------ DATA PROVIDED ------

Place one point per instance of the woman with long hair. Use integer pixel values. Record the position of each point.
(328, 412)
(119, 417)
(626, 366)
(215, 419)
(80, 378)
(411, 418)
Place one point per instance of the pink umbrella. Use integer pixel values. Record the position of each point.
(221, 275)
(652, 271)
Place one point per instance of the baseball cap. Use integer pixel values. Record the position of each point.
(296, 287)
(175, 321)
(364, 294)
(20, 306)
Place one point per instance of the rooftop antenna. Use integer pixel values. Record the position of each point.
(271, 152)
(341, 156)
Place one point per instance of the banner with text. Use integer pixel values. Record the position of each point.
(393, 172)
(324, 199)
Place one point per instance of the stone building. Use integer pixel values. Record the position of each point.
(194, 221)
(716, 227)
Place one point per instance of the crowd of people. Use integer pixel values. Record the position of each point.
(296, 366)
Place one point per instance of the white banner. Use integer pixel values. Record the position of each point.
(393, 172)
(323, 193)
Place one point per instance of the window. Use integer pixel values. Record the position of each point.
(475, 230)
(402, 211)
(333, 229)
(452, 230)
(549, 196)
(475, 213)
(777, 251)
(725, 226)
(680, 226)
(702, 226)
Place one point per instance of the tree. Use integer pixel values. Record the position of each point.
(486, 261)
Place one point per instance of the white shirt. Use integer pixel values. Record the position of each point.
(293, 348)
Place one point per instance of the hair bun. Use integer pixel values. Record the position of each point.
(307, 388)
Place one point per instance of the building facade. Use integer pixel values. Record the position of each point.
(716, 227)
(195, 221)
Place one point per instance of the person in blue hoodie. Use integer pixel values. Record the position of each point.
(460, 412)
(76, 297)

------
------ DATA PROVIDED ------

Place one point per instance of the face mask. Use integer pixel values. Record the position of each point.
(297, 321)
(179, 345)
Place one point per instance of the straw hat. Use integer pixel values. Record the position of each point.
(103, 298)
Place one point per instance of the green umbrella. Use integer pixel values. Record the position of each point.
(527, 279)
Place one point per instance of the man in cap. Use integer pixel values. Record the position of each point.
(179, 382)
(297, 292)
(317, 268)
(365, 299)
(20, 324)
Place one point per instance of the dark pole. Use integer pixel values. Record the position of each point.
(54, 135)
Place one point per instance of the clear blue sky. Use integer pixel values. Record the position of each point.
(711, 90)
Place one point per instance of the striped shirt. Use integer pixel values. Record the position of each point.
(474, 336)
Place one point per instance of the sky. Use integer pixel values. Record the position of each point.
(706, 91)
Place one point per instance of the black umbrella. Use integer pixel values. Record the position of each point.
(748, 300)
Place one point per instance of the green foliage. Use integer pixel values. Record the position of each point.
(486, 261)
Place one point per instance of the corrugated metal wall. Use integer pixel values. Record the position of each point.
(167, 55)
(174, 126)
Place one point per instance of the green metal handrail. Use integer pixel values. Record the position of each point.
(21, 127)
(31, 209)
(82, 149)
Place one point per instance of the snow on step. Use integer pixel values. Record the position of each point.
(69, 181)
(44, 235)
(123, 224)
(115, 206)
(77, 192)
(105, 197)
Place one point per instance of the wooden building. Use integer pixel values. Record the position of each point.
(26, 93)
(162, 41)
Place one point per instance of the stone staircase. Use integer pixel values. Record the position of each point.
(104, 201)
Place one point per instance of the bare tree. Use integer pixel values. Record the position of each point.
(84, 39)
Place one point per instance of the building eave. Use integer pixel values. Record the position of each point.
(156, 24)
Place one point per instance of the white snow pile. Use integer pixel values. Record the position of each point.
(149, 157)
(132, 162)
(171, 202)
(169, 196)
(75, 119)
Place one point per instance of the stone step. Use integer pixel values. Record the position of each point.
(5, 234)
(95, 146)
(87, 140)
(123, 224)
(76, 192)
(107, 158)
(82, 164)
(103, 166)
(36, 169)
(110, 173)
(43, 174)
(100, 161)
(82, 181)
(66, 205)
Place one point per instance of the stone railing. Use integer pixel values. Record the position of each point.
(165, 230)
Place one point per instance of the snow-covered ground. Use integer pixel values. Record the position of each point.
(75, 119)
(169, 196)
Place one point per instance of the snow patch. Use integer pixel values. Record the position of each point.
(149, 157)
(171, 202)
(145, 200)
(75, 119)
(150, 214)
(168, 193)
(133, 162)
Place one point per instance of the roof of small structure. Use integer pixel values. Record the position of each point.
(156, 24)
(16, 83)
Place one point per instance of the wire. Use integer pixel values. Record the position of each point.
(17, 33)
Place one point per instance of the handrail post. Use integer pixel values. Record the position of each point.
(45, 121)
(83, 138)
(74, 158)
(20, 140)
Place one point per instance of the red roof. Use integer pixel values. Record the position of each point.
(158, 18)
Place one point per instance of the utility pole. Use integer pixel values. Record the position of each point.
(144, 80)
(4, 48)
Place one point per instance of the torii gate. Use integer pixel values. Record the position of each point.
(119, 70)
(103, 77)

------
------ DATA PROVIDED ------

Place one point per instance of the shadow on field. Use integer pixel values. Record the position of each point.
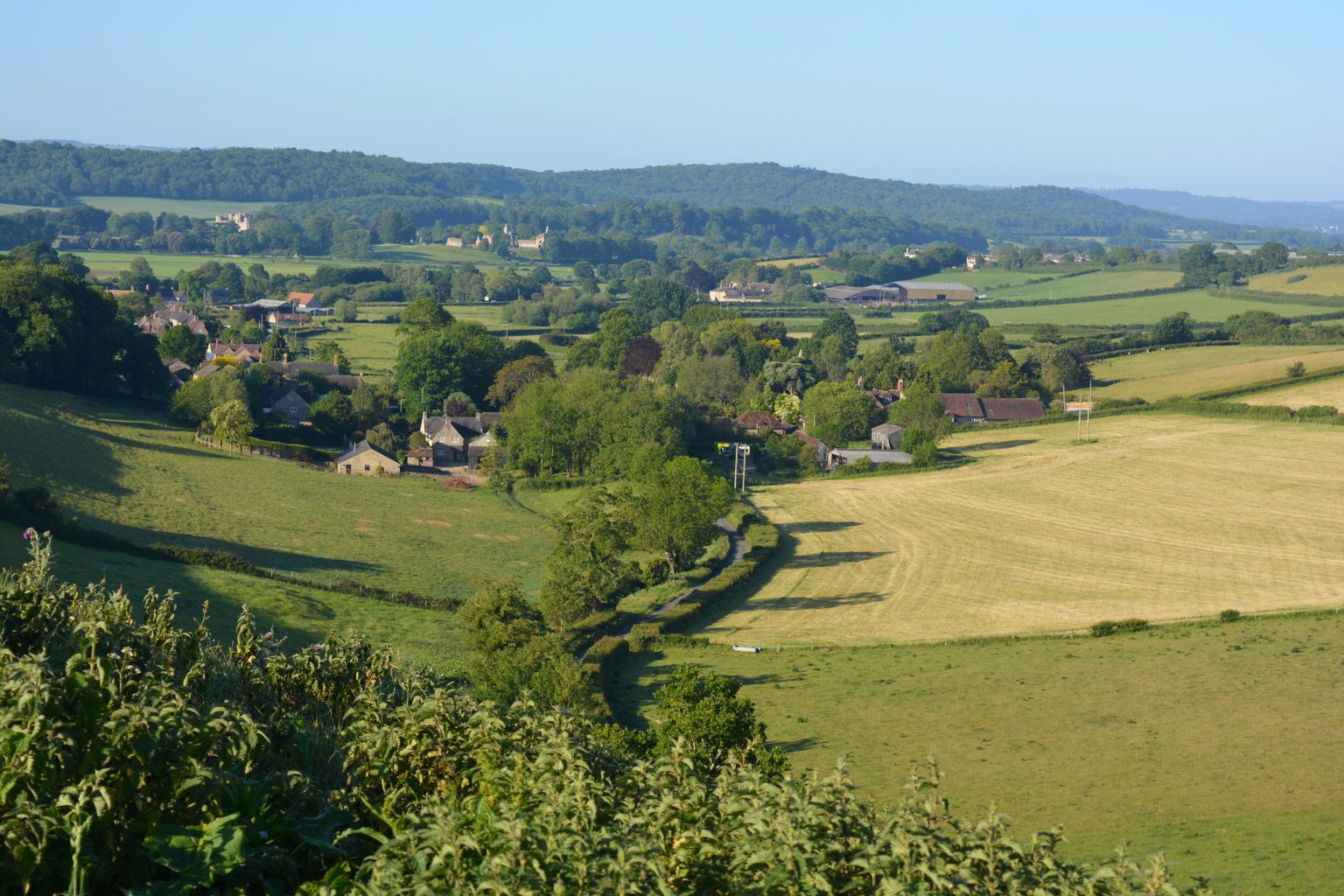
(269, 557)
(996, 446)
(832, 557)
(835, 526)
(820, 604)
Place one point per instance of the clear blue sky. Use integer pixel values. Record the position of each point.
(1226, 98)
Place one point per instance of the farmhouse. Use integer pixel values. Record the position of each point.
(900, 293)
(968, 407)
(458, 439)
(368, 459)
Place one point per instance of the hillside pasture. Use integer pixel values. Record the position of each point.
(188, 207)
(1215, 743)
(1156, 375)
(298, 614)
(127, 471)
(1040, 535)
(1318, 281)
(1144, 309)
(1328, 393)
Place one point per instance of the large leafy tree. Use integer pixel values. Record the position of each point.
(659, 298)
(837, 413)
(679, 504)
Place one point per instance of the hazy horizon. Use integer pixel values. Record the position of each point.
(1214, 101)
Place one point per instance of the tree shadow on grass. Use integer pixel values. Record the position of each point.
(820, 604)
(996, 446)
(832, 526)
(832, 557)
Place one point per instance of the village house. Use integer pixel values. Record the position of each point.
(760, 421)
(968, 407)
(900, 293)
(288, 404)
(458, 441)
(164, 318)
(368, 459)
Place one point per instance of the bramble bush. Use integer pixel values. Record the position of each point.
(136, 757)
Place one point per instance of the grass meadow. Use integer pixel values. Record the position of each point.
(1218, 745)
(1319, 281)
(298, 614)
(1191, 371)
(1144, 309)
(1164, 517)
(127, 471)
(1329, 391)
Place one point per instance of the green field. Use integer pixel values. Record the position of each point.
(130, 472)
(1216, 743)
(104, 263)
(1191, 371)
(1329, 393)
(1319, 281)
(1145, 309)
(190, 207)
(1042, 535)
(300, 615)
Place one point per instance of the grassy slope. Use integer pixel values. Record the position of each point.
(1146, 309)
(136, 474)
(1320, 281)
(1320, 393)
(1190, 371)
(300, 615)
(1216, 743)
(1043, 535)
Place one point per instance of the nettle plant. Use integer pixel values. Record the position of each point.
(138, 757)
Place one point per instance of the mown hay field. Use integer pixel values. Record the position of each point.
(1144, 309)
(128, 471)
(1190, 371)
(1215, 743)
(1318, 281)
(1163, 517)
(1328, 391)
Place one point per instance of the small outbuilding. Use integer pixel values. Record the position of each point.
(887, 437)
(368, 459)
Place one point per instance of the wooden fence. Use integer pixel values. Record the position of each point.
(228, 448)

------

Pick out every line in the rows above that contains the string "handrail", and copy each one. Case counts.

Place one point per instance of the green metal handrail. Use integer pixel values. Record the position of each point.
Place one point per instance of the handrail post. Use integer pixel values. Record the position of each point.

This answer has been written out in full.